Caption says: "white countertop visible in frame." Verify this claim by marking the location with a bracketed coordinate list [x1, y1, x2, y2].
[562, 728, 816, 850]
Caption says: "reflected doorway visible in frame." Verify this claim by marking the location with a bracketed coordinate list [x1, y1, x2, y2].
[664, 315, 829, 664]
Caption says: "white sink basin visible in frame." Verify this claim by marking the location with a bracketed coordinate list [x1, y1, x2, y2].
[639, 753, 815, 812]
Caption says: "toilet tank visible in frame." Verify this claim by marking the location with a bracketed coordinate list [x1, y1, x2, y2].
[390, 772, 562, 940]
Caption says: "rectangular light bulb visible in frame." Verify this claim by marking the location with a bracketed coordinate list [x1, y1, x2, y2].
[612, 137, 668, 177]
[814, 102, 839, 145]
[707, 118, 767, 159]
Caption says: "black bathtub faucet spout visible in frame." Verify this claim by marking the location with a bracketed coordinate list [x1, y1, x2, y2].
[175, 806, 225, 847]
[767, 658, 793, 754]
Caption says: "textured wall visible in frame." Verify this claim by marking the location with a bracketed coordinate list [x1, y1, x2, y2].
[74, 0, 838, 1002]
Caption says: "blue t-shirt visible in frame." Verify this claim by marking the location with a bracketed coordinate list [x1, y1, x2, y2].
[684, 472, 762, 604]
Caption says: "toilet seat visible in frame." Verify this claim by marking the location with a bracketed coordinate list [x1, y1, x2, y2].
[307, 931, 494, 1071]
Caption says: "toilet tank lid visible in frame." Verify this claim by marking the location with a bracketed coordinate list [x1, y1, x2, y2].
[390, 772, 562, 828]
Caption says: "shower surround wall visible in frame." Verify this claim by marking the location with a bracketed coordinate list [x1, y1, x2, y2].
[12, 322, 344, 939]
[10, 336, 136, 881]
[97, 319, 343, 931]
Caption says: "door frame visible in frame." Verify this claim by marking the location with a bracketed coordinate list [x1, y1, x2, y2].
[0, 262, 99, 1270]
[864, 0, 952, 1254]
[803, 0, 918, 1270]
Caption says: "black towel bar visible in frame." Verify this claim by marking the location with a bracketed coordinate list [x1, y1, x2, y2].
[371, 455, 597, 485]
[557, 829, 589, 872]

YOUR OBJECTIVE:
Copy the material word for word, starting at the line containing "bathtub faucet spout" and continuing through the last line of the material, with both of those lines included.

FULL ANSWER:
Caption says: "black bathtub faucet spout visible in frame." Verify this claim by marking the location with a bracketed coordinate list [x1, y1, x2, y2].
[175, 806, 225, 847]
[767, 658, 793, 754]
Caption says: "textured wall visible in frame." Verify this claim by marking the location with a bracketed coordinate list [x1, y1, x2, y2].
[74, 0, 838, 1002]
Caption says: "blue t-shirt visible in frame." Verify this claim by marking the location with a bracketed coordinate list [x1, y1, x2, y2].
[684, 472, 762, 604]
Caption says: "toilet seat visible in frame." Verify this claim by marking the location with a bracketed coordinate list [x1, y1, x2, y2].
[307, 931, 494, 1071]
Caption says: "toilet tank lid visible in frame." Verify this claim by marking the location with a bracketed coordinate list [x1, y1, x2, y2].
[390, 772, 562, 828]
Caption says: "shower surround wall visible in frame." Verify this claim by marking the location with a bracketed coordinate list [x1, y1, x2, y2].
[12, 322, 344, 939]
[10, 336, 136, 881]
[97, 319, 343, 931]
Caption says: "door frame visible in frame." Verify this claim by marking the location with a bracketed coordinate list [x1, y1, x2, y2].
[0, 262, 99, 1270]
[864, 0, 952, 1254]
[803, 0, 918, 1270]
Caption says: "black towel bar visible in frame." Verify this claim by marking the location with a bracketed coordinate list [x1, y1, x2, y2].
[371, 455, 597, 485]
[557, 829, 589, 872]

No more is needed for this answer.